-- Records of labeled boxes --
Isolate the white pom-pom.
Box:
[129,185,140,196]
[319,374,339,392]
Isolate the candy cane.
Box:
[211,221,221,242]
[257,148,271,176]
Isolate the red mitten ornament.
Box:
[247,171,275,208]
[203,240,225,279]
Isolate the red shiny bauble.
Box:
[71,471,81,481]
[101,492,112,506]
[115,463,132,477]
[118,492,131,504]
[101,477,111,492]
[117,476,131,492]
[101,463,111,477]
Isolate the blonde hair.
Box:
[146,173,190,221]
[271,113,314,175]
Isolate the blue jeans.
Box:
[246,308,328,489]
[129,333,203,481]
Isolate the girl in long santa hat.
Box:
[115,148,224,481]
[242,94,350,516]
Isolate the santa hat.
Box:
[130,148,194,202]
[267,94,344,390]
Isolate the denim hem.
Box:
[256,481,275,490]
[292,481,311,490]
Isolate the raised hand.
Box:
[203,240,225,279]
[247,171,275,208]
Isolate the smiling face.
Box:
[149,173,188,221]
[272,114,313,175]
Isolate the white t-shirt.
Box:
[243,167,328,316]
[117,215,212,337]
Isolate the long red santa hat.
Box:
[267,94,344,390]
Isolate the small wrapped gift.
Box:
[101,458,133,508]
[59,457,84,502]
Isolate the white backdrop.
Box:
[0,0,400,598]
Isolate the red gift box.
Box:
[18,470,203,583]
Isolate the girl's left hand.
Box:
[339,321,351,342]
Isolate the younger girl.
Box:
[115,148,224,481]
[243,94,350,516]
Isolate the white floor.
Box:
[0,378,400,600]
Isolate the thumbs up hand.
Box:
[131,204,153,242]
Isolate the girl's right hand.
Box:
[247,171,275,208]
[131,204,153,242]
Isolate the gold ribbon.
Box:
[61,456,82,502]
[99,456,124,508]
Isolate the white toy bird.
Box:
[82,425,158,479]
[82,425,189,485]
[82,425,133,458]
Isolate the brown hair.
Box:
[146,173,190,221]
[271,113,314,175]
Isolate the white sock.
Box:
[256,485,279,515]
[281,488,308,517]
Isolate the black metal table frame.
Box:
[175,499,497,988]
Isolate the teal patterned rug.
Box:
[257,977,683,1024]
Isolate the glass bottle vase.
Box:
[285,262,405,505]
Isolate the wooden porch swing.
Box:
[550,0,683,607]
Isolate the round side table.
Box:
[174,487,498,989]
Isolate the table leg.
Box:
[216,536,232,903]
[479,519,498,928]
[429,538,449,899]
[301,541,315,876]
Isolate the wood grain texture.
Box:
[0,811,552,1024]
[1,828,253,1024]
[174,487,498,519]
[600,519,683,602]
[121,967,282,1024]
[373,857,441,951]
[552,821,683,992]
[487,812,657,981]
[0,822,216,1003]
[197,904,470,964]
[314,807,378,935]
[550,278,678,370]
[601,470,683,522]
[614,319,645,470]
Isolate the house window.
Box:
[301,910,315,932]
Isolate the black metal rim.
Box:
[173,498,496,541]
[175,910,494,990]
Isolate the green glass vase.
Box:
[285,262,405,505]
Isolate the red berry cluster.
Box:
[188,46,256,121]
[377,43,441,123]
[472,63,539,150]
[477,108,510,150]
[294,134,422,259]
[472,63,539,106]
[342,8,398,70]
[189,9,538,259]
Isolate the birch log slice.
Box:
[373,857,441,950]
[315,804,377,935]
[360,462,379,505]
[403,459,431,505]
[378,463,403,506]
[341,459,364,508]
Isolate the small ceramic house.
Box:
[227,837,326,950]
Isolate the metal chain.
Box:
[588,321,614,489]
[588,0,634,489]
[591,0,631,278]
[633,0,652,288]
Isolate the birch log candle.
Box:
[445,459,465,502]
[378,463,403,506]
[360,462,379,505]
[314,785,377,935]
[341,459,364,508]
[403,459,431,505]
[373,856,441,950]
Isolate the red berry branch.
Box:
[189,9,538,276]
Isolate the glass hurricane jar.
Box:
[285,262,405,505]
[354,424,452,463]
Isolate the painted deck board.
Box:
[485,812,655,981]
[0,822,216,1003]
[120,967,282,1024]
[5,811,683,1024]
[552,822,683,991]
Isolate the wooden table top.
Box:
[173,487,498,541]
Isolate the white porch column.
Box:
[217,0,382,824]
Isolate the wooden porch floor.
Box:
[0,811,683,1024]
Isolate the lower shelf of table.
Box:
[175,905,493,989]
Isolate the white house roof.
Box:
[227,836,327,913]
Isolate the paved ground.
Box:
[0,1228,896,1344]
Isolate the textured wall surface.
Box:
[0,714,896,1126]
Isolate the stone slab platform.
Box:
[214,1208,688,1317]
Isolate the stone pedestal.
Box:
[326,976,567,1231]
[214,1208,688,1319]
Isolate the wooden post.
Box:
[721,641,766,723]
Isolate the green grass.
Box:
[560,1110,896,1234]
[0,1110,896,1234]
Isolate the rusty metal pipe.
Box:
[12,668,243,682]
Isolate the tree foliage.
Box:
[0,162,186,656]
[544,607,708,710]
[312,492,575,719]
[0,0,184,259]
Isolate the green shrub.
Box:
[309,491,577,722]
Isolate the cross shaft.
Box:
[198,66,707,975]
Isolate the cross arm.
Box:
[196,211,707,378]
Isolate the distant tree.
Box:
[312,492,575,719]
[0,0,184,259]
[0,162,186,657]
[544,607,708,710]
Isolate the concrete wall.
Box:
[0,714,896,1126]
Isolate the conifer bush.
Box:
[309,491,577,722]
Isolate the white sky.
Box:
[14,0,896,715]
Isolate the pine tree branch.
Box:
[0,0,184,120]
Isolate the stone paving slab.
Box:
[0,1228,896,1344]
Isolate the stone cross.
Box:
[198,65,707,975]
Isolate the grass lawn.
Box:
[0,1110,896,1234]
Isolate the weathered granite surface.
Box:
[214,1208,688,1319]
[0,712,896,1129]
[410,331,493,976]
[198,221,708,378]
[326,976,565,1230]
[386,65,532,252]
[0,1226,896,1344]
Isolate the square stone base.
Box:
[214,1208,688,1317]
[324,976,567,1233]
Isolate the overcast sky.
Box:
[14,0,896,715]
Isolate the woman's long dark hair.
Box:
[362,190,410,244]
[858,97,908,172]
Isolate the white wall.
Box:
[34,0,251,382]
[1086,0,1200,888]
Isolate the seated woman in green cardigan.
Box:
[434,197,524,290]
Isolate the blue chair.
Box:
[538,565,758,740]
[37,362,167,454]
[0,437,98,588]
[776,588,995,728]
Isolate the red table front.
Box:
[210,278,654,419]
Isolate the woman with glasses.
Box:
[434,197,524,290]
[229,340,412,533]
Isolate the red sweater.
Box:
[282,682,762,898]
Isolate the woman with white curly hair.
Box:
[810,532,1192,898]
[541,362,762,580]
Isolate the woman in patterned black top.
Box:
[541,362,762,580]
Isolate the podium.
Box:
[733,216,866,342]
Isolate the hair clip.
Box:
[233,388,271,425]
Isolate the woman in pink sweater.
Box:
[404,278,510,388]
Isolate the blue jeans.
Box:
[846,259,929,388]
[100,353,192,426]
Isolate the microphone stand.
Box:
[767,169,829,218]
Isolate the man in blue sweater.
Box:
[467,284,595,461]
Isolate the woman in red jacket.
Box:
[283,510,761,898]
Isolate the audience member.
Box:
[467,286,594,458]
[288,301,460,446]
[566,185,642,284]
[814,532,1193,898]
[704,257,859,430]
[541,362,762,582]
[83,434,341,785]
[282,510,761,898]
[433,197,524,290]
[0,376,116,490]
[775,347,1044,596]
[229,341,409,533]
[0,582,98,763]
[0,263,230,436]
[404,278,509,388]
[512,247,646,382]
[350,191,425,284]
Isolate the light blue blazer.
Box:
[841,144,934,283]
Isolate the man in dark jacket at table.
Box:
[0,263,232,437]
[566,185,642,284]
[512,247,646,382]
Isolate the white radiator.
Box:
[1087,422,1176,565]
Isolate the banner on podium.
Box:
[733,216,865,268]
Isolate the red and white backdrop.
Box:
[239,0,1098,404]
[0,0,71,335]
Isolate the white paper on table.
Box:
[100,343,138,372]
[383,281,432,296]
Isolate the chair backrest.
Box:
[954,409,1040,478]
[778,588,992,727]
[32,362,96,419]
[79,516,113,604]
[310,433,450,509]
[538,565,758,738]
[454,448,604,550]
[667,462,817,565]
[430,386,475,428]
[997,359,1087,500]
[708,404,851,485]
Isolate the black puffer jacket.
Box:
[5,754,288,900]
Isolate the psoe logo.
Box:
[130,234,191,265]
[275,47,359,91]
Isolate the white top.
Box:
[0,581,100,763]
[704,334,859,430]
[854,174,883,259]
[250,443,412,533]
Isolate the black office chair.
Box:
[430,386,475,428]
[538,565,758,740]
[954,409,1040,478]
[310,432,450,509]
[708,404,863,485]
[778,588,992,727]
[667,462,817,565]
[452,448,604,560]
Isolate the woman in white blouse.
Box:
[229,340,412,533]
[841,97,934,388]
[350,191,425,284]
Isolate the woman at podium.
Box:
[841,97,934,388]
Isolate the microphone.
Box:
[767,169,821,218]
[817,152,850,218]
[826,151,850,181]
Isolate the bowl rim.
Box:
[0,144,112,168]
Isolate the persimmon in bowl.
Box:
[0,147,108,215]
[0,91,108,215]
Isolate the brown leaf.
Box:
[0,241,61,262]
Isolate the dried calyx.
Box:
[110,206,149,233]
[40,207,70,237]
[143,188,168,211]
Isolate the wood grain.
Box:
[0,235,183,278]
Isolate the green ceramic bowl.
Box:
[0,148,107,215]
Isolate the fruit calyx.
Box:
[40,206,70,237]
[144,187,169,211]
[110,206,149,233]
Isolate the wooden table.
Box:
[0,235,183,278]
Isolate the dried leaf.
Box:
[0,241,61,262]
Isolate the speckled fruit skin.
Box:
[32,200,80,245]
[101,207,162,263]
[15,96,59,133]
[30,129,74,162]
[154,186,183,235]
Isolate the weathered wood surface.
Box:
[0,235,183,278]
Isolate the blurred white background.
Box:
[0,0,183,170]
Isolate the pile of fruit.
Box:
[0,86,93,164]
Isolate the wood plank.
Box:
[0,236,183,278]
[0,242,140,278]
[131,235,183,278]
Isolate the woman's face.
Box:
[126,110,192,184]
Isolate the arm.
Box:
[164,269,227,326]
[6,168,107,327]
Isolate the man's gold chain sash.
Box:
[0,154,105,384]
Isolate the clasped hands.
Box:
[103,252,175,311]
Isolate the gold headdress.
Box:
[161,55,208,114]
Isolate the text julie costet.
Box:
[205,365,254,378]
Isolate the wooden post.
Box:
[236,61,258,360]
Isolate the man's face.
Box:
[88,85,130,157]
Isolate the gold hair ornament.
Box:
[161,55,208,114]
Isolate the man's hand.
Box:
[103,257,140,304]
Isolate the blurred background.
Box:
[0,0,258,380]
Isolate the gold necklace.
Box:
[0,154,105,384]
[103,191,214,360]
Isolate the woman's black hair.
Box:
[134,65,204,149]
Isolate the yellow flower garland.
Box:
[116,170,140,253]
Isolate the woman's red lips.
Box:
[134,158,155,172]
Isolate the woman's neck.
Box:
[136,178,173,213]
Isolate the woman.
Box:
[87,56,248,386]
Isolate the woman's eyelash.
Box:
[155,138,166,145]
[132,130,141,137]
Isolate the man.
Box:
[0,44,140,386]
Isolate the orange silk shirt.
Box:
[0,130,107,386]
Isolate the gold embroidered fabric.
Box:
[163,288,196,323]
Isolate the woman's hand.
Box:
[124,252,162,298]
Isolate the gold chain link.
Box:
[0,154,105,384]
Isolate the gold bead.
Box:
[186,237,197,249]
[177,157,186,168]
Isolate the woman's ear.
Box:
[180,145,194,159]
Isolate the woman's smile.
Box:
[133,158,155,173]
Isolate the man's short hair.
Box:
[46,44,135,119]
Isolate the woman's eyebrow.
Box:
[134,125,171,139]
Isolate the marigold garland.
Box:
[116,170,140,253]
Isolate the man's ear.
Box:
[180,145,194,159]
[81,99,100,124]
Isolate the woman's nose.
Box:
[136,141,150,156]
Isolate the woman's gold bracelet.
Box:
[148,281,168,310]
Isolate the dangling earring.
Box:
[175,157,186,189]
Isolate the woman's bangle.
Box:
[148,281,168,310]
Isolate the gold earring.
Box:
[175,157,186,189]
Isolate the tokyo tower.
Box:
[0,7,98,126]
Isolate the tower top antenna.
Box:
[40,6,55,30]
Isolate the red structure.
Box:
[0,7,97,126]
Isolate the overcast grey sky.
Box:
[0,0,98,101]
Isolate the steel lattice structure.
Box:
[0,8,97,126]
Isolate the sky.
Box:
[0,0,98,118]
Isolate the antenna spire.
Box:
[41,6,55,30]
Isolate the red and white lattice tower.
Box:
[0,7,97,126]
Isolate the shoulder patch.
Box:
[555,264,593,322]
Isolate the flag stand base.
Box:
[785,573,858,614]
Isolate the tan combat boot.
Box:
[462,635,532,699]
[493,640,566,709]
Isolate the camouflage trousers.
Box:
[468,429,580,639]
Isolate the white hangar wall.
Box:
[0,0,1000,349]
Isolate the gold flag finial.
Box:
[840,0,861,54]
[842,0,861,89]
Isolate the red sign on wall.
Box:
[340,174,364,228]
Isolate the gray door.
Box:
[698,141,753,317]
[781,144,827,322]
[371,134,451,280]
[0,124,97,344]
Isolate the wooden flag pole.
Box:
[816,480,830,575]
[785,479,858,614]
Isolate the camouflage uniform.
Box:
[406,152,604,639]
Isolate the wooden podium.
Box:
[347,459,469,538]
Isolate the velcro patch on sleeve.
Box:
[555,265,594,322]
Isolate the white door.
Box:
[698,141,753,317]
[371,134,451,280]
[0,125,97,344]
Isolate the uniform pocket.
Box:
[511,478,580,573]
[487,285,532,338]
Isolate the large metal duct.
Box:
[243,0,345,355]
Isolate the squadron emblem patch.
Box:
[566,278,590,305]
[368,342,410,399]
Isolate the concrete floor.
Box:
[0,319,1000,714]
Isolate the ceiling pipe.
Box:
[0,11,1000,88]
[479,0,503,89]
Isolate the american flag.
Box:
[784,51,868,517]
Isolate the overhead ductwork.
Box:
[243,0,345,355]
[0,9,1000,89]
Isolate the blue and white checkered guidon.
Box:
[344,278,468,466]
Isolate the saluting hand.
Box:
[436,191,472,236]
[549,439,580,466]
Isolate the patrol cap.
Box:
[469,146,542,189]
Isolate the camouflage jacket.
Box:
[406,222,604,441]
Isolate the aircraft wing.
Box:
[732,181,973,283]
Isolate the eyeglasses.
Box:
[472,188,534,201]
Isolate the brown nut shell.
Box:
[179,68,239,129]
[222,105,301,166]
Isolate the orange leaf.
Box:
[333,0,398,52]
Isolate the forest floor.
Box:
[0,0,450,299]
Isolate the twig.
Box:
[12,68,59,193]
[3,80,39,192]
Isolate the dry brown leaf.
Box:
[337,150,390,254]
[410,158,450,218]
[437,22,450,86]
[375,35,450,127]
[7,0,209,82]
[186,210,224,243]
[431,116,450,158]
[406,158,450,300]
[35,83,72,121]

-- Problem statement --
Pull out the entries from the very first line through the line that contains "[292,481,311,490]", and repeat them word for word.

-- Solution to the exercise --
Isolate the white pom-pom.
Box:
[129,185,140,196]
[319,374,339,392]
Isolate the candy cane.
Box:
[211,221,221,242]
[257,148,271,176]
Isolate the red mitten ornament.
Box:
[247,171,275,208]
[203,240,225,279]
Isolate the red shiny bauble.
Box:
[71,471,81,481]
[101,492,112,506]
[115,463,132,477]
[118,492,131,504]
[101,477,111,492]
[117,476,131,492]
[101,463,111,477]
Isolate the blonde hair.
Box:
[146,173,190,221]
[271,113,314,175]
Isolate the blue jeans.
Box:
[246,308,328,489]
[129,333,203,481]
Isolate the girl in long santa hat.
Box:
[115,148,224,481]
[242,94,350,516]
Isolate the santa hat.
Box:
[130,148,194,202]
[267,94,344,390]
Isolate the denim hem.
Box:
[256,481,275,490]
[292,481,311,490]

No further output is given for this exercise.